#### Study text
○ ○ ○

Portsmouth
Portsmouth council OKs $152,000 more for sewer study planning
01:00 AM EDT on Thursday, July 17, 2008
PORTSMOUTH — Town Councilman Peter J. McIntyre says he wants to go on record against paying for any additional engineering work on the town’s draft wastewater facilities plan.
The majority of the Town Council on Monday approved a $152,000 addendum to the study, which proponents say will give voters all the scientific data they need to decide whether the town should have a sewer system in one or more neighborhoods.
During Monday’s vote, council members Hubert E. Little, a Republican, and Karen Gleason, an independent, both opposed expanding the study from the $229,200 already committed to a new total of $381,200.
But McIntyre, a Republican, remained silent, and his silence was taken for assent with the Democratic majority.
A moment later, after reporters had left the council chamber, McIntyre asked to have his vote changed.

○ ○ ○

#### Entries shown
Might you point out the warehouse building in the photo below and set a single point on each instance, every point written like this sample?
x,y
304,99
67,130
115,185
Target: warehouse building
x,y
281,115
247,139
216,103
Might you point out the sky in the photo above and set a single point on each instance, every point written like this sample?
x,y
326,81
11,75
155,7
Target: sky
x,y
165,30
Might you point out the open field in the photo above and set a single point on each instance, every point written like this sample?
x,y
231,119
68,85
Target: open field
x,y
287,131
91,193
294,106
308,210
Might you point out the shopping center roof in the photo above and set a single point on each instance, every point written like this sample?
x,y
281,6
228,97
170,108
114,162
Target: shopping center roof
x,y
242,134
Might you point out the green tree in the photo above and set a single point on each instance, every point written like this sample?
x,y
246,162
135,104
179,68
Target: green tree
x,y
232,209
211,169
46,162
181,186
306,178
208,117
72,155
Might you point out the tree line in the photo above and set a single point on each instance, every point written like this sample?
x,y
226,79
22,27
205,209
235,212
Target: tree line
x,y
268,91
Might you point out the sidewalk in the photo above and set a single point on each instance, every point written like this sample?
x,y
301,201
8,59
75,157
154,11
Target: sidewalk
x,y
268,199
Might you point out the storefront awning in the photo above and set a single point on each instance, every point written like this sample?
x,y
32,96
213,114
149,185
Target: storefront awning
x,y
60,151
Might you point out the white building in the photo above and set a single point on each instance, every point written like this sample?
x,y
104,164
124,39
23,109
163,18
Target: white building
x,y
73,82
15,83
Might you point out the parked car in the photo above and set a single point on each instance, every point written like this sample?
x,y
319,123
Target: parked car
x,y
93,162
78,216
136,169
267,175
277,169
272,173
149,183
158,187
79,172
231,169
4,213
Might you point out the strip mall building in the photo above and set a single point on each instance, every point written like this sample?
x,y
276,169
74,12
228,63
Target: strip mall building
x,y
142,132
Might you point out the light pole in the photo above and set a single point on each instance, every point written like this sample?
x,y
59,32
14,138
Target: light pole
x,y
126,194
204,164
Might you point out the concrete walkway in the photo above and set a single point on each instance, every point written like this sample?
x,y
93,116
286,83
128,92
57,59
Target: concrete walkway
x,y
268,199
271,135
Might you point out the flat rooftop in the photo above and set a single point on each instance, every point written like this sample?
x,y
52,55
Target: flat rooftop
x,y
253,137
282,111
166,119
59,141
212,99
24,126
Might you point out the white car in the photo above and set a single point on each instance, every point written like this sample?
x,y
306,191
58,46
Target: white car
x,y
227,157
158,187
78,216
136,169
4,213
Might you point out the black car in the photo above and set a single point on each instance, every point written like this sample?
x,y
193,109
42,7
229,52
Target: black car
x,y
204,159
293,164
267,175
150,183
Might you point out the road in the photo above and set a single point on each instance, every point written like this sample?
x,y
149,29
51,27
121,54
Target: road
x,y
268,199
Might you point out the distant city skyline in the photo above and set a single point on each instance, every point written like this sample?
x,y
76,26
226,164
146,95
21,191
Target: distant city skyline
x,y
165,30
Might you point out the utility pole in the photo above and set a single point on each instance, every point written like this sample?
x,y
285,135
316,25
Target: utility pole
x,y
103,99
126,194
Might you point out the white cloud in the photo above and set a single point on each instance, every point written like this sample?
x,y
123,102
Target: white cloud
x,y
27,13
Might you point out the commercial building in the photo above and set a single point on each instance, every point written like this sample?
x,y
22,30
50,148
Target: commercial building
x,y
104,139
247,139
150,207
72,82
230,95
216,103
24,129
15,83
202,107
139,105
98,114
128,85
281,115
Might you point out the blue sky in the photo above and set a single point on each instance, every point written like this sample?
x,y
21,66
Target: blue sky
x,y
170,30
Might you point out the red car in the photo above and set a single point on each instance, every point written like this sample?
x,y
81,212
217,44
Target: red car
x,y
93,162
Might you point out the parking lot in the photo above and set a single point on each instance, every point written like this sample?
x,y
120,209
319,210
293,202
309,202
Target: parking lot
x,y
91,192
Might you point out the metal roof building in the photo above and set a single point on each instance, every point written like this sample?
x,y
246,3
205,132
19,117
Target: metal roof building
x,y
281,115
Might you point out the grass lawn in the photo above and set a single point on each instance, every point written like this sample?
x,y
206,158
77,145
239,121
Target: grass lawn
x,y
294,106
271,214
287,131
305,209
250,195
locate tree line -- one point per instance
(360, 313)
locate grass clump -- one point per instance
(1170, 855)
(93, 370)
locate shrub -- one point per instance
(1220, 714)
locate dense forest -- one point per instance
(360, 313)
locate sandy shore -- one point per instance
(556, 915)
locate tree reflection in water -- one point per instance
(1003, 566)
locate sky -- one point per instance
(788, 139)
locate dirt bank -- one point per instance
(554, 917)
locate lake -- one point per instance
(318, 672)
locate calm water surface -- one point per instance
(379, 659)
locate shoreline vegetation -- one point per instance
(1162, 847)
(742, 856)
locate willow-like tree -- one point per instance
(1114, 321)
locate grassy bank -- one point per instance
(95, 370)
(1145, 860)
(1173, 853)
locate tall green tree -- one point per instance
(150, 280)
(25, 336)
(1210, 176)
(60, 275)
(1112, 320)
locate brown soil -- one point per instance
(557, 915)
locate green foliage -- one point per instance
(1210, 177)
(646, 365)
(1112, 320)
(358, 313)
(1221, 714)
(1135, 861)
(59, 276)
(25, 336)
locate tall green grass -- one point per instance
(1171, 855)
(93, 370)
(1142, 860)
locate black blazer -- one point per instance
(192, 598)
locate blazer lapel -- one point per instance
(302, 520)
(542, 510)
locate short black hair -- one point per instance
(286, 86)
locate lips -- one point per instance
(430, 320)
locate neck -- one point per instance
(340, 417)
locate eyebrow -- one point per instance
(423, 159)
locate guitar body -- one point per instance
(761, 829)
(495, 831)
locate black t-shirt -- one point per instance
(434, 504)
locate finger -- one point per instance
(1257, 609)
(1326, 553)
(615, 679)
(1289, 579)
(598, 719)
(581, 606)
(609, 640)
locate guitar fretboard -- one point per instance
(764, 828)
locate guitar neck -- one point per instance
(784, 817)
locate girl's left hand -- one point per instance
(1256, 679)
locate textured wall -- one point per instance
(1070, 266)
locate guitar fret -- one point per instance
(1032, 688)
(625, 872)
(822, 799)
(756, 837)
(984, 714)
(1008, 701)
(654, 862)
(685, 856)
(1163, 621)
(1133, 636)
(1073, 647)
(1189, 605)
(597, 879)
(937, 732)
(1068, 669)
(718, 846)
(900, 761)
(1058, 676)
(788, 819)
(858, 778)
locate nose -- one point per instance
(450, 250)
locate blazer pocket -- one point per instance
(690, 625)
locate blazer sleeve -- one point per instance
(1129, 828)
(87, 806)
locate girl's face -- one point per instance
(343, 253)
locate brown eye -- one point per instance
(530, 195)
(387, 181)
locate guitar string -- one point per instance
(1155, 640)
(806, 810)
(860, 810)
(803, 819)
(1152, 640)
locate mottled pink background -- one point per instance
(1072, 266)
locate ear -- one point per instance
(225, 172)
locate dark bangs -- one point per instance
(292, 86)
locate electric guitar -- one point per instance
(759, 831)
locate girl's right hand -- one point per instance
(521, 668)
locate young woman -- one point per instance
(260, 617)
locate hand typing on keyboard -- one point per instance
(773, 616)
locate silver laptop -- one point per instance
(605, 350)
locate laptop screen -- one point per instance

○ ○ ○

#### Work instructions
a) In the Portsmouth sewer study article, what is the new total cost of the study once the addendum is added?
b) Continue the Portsmouth sewer study article from its last sentence.

#### Answers to the problems
a) $381,200

b)
He said he had made a mistake, according to the minutes of the meeting. The final vote was 4 to 3 in favor of expanding the study by consulting engineers Woodard & Curran.
The work, which originally centered on solving water-pollution problems in Island Park and Portsmouth Park, was expanded to include an analysis of Common Fence Point, three small neighborhoods opposite the post office, and 10 clusters of homes in various sections of town, the largest being Redwood Farms off West Main Road at Union Street.
The added work also will cover cesspools — which must be phased out by 2013 — and septic systems older than 40 years.
Among other things, McIntyre said yesterday, he had not been satisfied at the meeting with the answer a Department of Environmental Management official gave when McIntyre asked him whether the DEM could sue the town if voters reject a bond issue for a sewer.
John J. Manning, DEM’s principal sanitary engineer, had replied that the agency could take the town to court if untreated wastewater gets into the town’s storm drains and the town fails to take steps to correct the problem.
All the engineering work done so far on the issue has concluded that a sewer system is the only solution guaranteed to address water-pollution problems in Island Park and Portsmouth Park, two of the town’s most densely populated neighborhoods.
There has been no pollution problem reported in Common Fence Point, although questions about contamination have been raised in other spots in town that will be studied by the engineers.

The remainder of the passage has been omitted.